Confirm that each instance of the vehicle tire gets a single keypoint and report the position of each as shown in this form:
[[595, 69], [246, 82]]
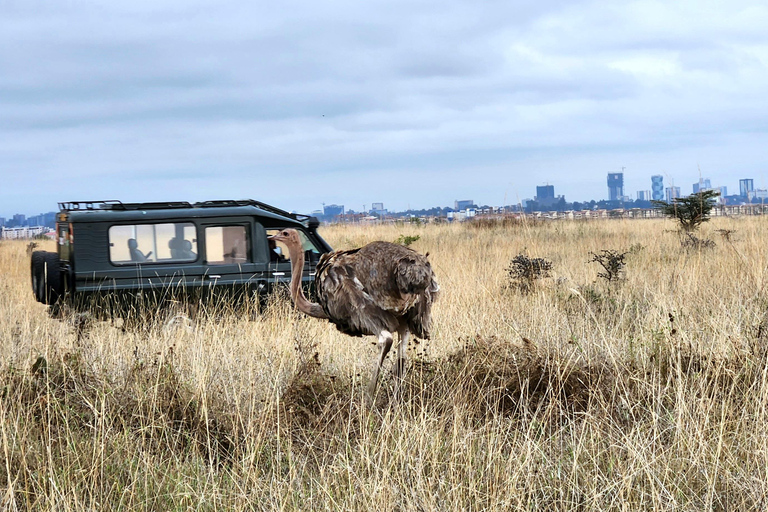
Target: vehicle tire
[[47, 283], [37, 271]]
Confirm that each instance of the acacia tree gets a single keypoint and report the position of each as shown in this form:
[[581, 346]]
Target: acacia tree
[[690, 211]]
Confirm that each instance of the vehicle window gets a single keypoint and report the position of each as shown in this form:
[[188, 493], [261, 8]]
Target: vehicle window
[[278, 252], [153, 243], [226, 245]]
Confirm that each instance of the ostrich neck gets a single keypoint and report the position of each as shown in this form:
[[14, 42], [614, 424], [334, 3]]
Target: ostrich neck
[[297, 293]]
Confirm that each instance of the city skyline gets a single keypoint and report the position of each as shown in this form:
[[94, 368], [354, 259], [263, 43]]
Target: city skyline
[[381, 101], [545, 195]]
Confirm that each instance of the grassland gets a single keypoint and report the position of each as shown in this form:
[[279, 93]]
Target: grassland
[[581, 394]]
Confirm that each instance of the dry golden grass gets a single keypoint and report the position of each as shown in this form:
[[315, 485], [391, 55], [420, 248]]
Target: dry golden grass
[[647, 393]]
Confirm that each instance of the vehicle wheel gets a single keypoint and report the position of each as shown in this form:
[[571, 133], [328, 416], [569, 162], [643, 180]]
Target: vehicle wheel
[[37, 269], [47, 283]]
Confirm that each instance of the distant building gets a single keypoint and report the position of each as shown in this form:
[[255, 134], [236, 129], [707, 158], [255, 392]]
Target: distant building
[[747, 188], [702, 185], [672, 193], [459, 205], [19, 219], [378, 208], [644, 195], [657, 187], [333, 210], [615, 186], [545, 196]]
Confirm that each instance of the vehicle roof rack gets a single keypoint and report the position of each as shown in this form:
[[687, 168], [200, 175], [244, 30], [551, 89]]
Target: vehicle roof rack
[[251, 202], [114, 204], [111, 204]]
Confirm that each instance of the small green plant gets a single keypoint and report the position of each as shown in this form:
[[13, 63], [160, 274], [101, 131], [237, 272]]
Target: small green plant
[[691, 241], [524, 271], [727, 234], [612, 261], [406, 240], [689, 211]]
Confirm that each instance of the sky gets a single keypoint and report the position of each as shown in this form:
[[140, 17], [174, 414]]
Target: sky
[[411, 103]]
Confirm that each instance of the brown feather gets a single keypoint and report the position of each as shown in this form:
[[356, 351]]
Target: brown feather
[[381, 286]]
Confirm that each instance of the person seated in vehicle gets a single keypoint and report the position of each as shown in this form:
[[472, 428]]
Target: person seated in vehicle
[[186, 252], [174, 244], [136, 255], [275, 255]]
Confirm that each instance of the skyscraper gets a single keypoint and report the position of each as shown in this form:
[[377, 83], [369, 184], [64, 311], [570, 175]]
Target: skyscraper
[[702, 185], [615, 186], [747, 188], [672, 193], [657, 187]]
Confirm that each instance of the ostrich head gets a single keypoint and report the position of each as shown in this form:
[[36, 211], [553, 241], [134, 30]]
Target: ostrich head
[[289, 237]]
--
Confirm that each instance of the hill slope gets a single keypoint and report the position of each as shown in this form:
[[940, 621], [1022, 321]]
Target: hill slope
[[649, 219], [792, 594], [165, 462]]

◆ Set problem
Reproduce verbatim the lines from the one containing "Confirm that each instance of the hill" to the one containing "[[649, 219], [792, 594], [165, 462]]", including both of those lines.

◆ Complete response
Confirm that each instance of the hill slope gets a single keypoint and report the position of each as shown in this form:
[[940, 621], [1022, 321]]
Target: hill slope
[[649, 219], [792, 594], [165, 462]]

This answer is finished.